→ WHAT IS EXPECTED: Copy the listing below in full and skip every picture.

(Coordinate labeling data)
##############################
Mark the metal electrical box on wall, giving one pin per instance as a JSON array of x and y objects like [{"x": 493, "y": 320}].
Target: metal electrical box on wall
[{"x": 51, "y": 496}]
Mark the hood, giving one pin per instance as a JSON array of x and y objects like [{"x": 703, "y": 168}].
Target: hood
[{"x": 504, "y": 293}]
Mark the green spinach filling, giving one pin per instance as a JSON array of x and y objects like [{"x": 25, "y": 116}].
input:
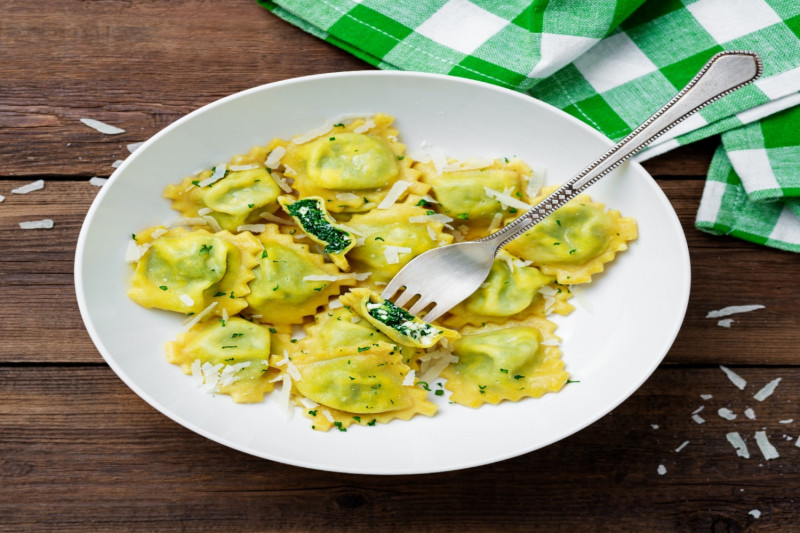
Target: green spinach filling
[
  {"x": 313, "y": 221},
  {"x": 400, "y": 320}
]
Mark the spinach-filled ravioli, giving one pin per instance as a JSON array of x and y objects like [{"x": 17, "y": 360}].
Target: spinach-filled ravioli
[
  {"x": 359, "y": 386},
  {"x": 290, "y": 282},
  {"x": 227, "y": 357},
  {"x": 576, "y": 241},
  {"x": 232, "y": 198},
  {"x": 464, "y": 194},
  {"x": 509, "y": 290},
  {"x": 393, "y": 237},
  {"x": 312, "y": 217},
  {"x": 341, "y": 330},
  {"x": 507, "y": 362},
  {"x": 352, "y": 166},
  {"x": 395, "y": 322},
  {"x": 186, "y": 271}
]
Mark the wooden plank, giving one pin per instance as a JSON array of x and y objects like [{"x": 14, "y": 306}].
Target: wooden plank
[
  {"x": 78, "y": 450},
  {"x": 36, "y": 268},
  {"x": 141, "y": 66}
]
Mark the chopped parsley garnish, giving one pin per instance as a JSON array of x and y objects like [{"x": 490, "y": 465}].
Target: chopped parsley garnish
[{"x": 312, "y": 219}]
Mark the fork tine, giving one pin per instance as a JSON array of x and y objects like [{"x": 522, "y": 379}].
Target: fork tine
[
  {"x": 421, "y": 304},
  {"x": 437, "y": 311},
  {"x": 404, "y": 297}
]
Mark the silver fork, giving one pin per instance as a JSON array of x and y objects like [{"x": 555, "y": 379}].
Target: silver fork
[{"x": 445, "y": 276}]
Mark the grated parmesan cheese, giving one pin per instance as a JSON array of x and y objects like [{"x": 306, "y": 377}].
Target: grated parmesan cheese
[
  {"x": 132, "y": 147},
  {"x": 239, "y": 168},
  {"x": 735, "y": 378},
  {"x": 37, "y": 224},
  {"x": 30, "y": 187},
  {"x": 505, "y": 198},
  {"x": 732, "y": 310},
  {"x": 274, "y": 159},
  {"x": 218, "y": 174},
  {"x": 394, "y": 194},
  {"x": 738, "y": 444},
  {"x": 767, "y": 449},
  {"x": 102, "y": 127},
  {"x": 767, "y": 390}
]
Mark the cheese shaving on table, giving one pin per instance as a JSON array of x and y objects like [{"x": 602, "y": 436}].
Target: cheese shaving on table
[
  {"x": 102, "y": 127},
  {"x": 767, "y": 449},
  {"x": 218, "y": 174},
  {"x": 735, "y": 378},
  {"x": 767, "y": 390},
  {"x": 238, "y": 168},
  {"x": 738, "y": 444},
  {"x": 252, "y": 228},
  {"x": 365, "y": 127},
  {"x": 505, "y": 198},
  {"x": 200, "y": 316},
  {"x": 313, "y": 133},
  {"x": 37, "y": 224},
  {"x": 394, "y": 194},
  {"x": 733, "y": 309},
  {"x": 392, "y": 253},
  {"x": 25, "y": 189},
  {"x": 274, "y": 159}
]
##############################
→ THE RESPONSE:
Mark the metal electrical box on wall, giving one pin per instance as a JSON array of x and y objects like [{"x": 493, "y": 320}].
Target: metal electrical box on wall
[{"x": 51, "y": 496}]
Mark the hood, giving one pin per instance as a JSON array of x and y objects like [{"x": 703, "y": 168}].
Target: hood
[{"x": 504, "y": 293}]
Mark the green spinach filling, giving one pin per instance as a JSON array of x and y objects like [{"x": 25, "y": 116}].
input:
Target: green spinach filling
[
  {"x": 313, "y": 221},
  {"x": 400, "y": 320}
]
Mark the spinach-filled ravioli, giving one pin per instance as a JSON array of x and y objects like [{"x": 17, "y": 360}].
Target: spinach-filled ravioli
[
  {"x": 359, "y": 386},
  {"x": 290, "y": 282},
  {"x": 227, "y": 357},
  {"x": 576, "y": 241},
  {"x": 232, "y": 198},
  {"x": 464, "y": 194},
  {"x": 509, "y": 290},
  {"x": 393, "y": 237},
  {"x": 312, "y": 217},
  {"x": 341, "y": 330},
  {"x": 507, "y": 362},
  {"x": 352, "y": 166},
  {"x": 395, "y": 322},
  {"x": 186, "y": 271}
]
Mark the wooden plank, giving one pin per instance as a JSON array of x and y objects like [{"x": 14, "y": 306}].
Target: wooden plank
[
  {"x": 78, "y": 450},
  {"x": 36, "y": 268},
  {"x": 141, "y": 66}
]
Mark the chopped parsley garnish, giving one pin per instance as a JSON array of x and y objects like [{"x": 490, "y": 465}].
Target: chopped parsley garnish
[{"x": 312, "y": 219}]
Mark the fork tine, giving one pin per instance as a JSON array of x and y objects like [{"x": 522, "y": 379}].
Target: fork tine
[
  {"x": 421, "y": 304},
  {"x": 437, "y": 311},
  {"x": 404, "y": 297}
]
Mark the silver fork, giving one pin per instance as a JSON array of x and y objects like [{"x": 555, "y": 379}].
Target: silver fork
[{"x": 445, "y": 276}]
Mark the grated parmesan cheese, giving one pin per instance as a JSON array of x and y objects like [{"x": 306, "y": 377}].
Target: grated parmesan cheese
[
  {"x": 132, "y": 147},
  {"x": 239, "y": 168},
  {"x": 735, "y": 378},
  {"x": 37, "y": 224},
  {"x": 30, "y": 187},
  {"x": 505, "y": 198},
  {"x": 732, "y": 310},
  {"x": 274, "y": 159},
  {"x": 218, "y": 174},
  {"x": 394, "y": 194},
  {"x": 738, "y": 444},
  {"x": 767, "y": 449},
  {"x": 102, "y": 127},
  {"x": 767, "y": 390}
]
Mark the cheese shaving on table, giving one pin per instance as a JSON array of x and y objects like [{"x": 602, "y": 436}].
Target: cheese shaving on table
[
  {"x": 102, "y": 127},
  {"x": 767, "y": 449},
  {"x": 218, "y": 174},
  {"x": 735, "y": 378},
  {"x": 767, "y": 390},
  {"x": 238, "y": 168},
  {"x": 738, "y": 444},
  {"x": 252, "y": 228},
  {"x": 365, "y": 127},
  {"x": 505, "y": 198},
  {"x": 200, "y": 316},
  {"x": 313, "y": 133},
  {"x": 37, "y": 224},
  {"x": 394, "y": 194},
  {"x": 733, "y": 309},
  {"x": 392, "y": 253},
  {"x": 25, "y": 189},
  {"x": 274, "y": 159}
]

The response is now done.